Source text →
# # #
Byron Bailey

No. 45, 20, 88, 38
- Positions: Halfback, Defensive back, Linebacker

Personal information
- Born: October 12, 1930 Omaha, Nebraska, U.S.
- Died: January 18, 1998 (aged 67) Winfield, British Columbia, Canada
- Listed height: 5 ft 10 in (1.78 m)
- Listed weight: 192 lb (87 kg)

Career information
- High school: West Seattle (Seattle, Washington)
- College: Washington State (1948–1951)
- NFL draft: 1952: 25th round, 298th overall pick

Career history
- Detroit Lions (1952); Green Bay Packers (1953); BC Lions (1954–1964);

Awards and highlights
- Grey Cup champion (1964); BC Lions #38 retired; Second-team All-PCC (1951);

Career NFL statistics
- Rushing yards: 103
- Rushing average: 3.2
- Receptions: 10
- Receiving yards: 147
- Total touchdowns: 2
- Stats at Pro Football Reference
- Canadian Football Hall of Fame

= Byron Bailey =

American gridiron football player (1930–1998)

Byron Ledare "By" Bailey (October 12, 1930 - January 18, 1998) was an American professional football player, primarily as a fullback and defensive back for the BC Lions of the Canadian Football League (CFL). Born in Omaha, Nebraska, Bailey is a member of the Canadian Football Hall of Fame, the BC Sports Hall of Fame, the B.C. Lions Wall of Fame, and the Washington State University Athletic Hall of Fame. Bailey's #38 jersey is one of eight numbers retired by the B.C. Lions. In 2006, Bailey was voted to the Honour Roll of the CFL's top 50 players of the league's modern era by Canadian sports network TSN.

Bailey scored the first touchdown in the history of the B.C. Lions' franchise, on August 28, 1954, against the Winnipeg Blue Bombers.
# # #
Data extract →
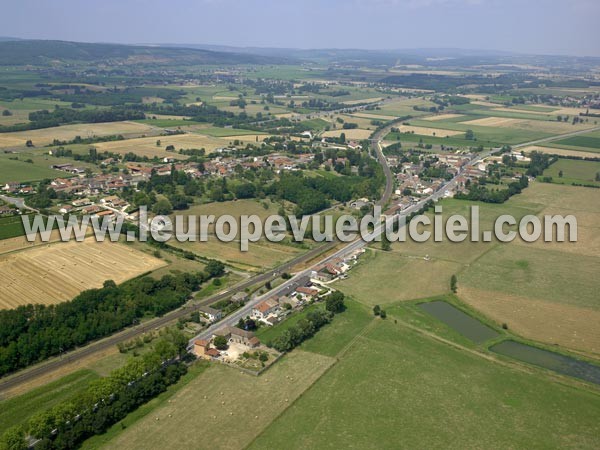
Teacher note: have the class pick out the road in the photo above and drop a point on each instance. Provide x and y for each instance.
# # #
Requests →
a – Copy the Byron Bailey profile word for word, everything from "Career NFL statistics" down to "football player (1930–1998)".
b – Pick up the Byron Bailey profile after its last sentence and keep writing.

Task-by-task results →
a –
Career NFL statistics
- Rushing yards: 103
- Rushing average: 3.2
- Receptions: 10
- Receiving yards: 147
- Total touchdowns: 2
- Stats at Pro Football Reference
- Canadian Football Hall of Fame

= Byron Bailey =

American gridiron football player (1930–1998)

b –
== College career ==
Bailey's family moved from Omaha, Nebraska in the early 1940s to Seattle, Washington, where Bailey played high school football at West Seattle High School. Following his high school graduation, Bailey played collegiately as a halfback at Washington State University, where he is 5th place all-time for the longest run from scrimmage, 84 yards, against UCLA in a 1949 contest. Bailey was inducted into the Washington State University Athletic Hall of Fame in 1986.

== Professional career ==

=== National Football League ===
Bailey was drafted by the Detroit Lions in the 25th round of the 1952 NFL Draft. He played sparingly, but was with the team when they won the 1952 NFL Championship game, 17–7, over the Cleveland Browns. The following year, Bailey was traded to the then last place Green Bay Packers, where he finished the 1953 season with 29 yards on 13 rushing attempts, and 8 pass receptions for 119 yards.

=== Canadian Football League ===
Unhappy with his playing time in Green Bay, Bailey, recruited by CFL legend and the first head coach of the B.C. Lions Annis Stukus, joined the Lions for their inaugural, 1954 season. Bailey scored the first touchdown in B.C. Lions' history on August 28, 1954, during an 8–6 loss to the Winnipeg Blue Bombers. Bailey also scored the first, winning touchdown in B.C. Lions' history on September 18, 1954, during a 9–4 victory over the Calgary Stampeders.

Bailey was the Lions' leading rusher and offensive captain from 1955 to 1960, and twice led the CFL Western Division in kick-off returns. In 1957, Bailey was named to the CFL Western Division All-Star Team as a running back. That same year, Bailey won the Bobby Bourne Memorial Trophy as the Lions' "Most Popular Player." Bailey was also honored with a "By Bailey Night" by the Lions during the 1960 season, the first player to receive such an honor.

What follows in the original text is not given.